WRITTEN INSTRUCTION
Return every line of the rows below unchanged, character for character.

THE DATA

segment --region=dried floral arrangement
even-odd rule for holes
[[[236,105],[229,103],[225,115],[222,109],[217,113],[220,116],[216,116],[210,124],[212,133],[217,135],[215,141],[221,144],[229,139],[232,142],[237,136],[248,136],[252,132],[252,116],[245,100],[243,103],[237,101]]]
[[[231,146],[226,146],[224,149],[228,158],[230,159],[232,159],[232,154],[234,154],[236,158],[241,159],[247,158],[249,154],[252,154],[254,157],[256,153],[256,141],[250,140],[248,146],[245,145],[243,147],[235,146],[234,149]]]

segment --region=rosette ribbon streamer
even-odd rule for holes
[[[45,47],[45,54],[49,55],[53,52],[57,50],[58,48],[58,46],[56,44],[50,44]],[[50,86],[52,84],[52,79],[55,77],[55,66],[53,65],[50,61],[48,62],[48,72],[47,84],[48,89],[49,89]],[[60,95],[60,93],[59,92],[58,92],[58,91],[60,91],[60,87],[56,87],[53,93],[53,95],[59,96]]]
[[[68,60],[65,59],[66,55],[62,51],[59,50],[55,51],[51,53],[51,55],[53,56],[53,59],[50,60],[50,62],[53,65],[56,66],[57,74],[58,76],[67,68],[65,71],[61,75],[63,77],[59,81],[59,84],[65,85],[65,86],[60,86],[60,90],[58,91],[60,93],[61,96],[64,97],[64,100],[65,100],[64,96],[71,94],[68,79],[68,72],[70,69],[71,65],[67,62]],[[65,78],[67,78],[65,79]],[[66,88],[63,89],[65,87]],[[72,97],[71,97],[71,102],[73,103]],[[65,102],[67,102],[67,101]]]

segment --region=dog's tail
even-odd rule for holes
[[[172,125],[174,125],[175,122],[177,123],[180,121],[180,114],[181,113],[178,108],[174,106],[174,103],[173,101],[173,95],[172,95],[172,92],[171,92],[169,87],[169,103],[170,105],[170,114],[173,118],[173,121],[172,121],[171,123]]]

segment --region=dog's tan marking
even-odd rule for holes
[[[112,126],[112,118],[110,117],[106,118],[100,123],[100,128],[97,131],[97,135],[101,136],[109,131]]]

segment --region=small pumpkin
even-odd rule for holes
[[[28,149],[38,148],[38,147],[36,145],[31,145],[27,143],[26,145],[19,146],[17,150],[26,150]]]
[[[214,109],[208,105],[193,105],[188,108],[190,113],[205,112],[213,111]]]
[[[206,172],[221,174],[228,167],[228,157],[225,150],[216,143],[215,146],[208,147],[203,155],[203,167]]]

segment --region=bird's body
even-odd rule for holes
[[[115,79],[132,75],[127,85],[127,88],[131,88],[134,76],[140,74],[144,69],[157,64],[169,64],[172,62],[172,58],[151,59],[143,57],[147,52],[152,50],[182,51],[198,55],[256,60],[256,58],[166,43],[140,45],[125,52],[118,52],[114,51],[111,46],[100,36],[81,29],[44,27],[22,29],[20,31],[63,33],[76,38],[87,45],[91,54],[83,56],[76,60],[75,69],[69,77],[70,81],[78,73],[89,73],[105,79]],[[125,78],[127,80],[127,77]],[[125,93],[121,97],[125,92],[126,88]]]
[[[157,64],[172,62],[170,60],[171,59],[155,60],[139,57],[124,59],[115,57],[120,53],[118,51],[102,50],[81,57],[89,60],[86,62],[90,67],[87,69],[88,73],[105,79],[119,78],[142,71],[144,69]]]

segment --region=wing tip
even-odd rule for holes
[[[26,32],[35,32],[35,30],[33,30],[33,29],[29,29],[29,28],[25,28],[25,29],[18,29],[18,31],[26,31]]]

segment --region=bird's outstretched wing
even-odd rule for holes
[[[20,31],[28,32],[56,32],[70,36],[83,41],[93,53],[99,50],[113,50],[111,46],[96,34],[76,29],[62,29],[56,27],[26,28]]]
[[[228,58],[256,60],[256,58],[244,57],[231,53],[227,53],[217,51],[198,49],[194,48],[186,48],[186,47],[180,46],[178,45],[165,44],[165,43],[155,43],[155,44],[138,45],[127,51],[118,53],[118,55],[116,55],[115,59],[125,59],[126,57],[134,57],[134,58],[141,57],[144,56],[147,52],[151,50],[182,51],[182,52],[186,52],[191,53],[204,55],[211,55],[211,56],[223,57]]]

TASK OUTPUT
segment --region=dried floral arrangement
even-odd rule for holes
[[[236,105],[229,103],[225,115],[222,109],[217,113],[220,116],[216,116],[210,124],[212,133],[217,135],[215,141],[221,144],[229,139],[232,142],[237,136],[248,136],[252,132],[252,116],[245,100],[243,103],[237,101]]]
[[[231,146],[226,146],[224,149],[228,158],[230,159],[232,159],[232,154],[234,154],[236,158],[241,159],[247,158],[249,154],[252,154],[254,157],[256,153],[256,141],[250,140],[248,146],[245,145],[243,147],[235,146],[234,149]]]

segment --region=rosette ribbon streamer
even-odd rule for holes
[[[45,47],[45,54],[49,55],[53,52],[57,50],[58,48],[58,46],[56,44],[50,44]],[[50,86],[52,84],[52,79],[55,77],[55,66],[53,65],[50,61],[48,62],[48,72],[47,84],[48,89],[49,89]],[[60,95],[60,93],[59,92],[58,92],[58,91],[60,91],[60,87],[56,87],[53,93],[53,95],[59,96]]]
[[[68,60],[65,59],[66,55],[62,51],[59,50],[55,51],[51,53],[51,55],[53,56],[53,59],[50,60],[50,62],[53,65],[56,66],[57,74],[58,76],[67,68],[65,71],[61,75],[63,77],[59,81],[59,84],[65,85],[65,86],[60,86],[60,90],[58,91],[60,93],[61,96],[64,97],[64,100],[65,100],[64,96],[71,94],[68,79],[68,72],[70,69],[71,65],[67,62]],[[65,78],[67,78],[65,79]],[[66,88],[63,89],[65,87]],[[72,97],[71,97],[71,102],[73,103]],[[65,102],[67,102],[67,101]]]

segment --region=dog's tail
even-odd rule for holes
[[[172,125],[174,125],[175,122],[177,123],[180,121],[180,114],[181,113],[178,108],[174,106],[174,103],[173,101],[173,95],[172,95],[172,92],[171,92],[169,87],[169,103],[170,105],[170,114],[173,118],[173,121],[172,121],[171,123]]]

segment --region=dog's tan marking
even-odd rule for holes
[[[112,126],[112,118],[110,117],[106,118],[100,123],[100,128],[97,131],[97,135],[101,136],[109,131]]]

segment --region=small pumpkin
even-odd rule for holes
[[[28,149],[38,148],[38,147],[36,145],[31,145],[27,143],[26,145],[19,146],[17,150],[26,150]]]
[[[214,109],[208,105],[193,105],[188,108],[190,113],[205,112],[213,111]]]
[[[206,172],[221,174],[228,167],[228,157],[225,150],[216,143],[215,146],[208,147],[203,155],[203,167]]]

segment --region=bird's body
even-odd rule for holes
[[[115,79],[132,75],[127,85],[127,88],[131,88],[134,76],[140,74],[144,69],[157,64],[169,64],[172,62],[172,58],[151,59],[143,57],[147,52],[152,50],[182,51],[198,55],[256,60],[256,58],[166,43],[140,45],[125,52],[118,52],[114,51],[111,46],[100,36],[81,29],[44,27],[22,29],[20,31],[63,33],[76,38],[87,45],[91,54],[83,56],[76,60],[75,69],[69,77],[70,81],[78,73],[89,73],[105,79]],[[125,78],[127,80],[127,77]],[[125,93],[121,97],[125,92],[126,88]]]
[[[157,64],[172,62],[170,60],[171,59],[155,60],[139,57],[124,59],[115,57],[120,53],[118,51],[102,50],[81,57],[89,60],[86,62],[90,67],[87,69],[88,73],[105,79],[119,78],[142,71],[144,69]]]

segment --region=wing tip
even-odd rule for holes
[[[26,32],[35,32],[35,30],[33,30],[33,29],[29,29],[29,28],[25,28],[25,29],[18,29],[18,31],[26,31]]]

segment --region=bird's outstretched wing
even-odd rule for holes
[[[20,31],[28,32],[56,32],[70,36],[83,41],[93,53],[99,50],[113,50],[111,46],[96,34],[76,29],[62,29],[56,27],[26,28]]]
[[[228,58],[256,60],[256,58],[244,57],[231,53],[227,53],[217,51],[198,49],[194,48],[186,48],[186,47],[180,46],[178,45],[165,44],[165,43],[155,43],[155,44],[138,45],[127,51],[118,53],[118,55],[116,55],[115,59],[125,59],[126,57],[134,57],[134,58],[141,57],[144,56],[147,52],[151,50],[182,51],[182,52],[186,52],[191,53],[204,55],[211,55],[211,56],[223,57]]]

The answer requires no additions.